(Extracted records)
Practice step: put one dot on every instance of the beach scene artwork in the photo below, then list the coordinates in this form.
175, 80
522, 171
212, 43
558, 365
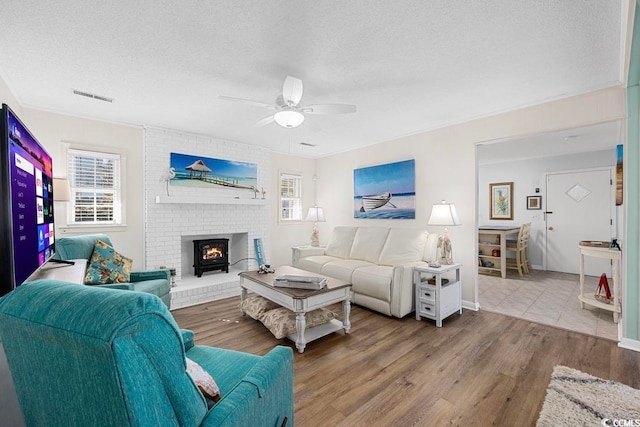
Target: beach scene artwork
199, 171
385, 191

*WORK TO BE COMPLETED*
Could you rescale the records by writing out every line again, requests included, with each answer coordinate multiplied by 2.4 and rounded to a whole number (halves round up)? Keep the numbers inside the requests and their sample coordinates unchanged, and leave the pictures out.

*SOLUTION FOR THIS TASK*
Practice step: put one dot on every instance of the beach scene artwork in the photo below, then list the coordinates in this form.
175, 80
522, 171
212, 43
558, 365
Target: beach scene artwork
478, 410
924, 458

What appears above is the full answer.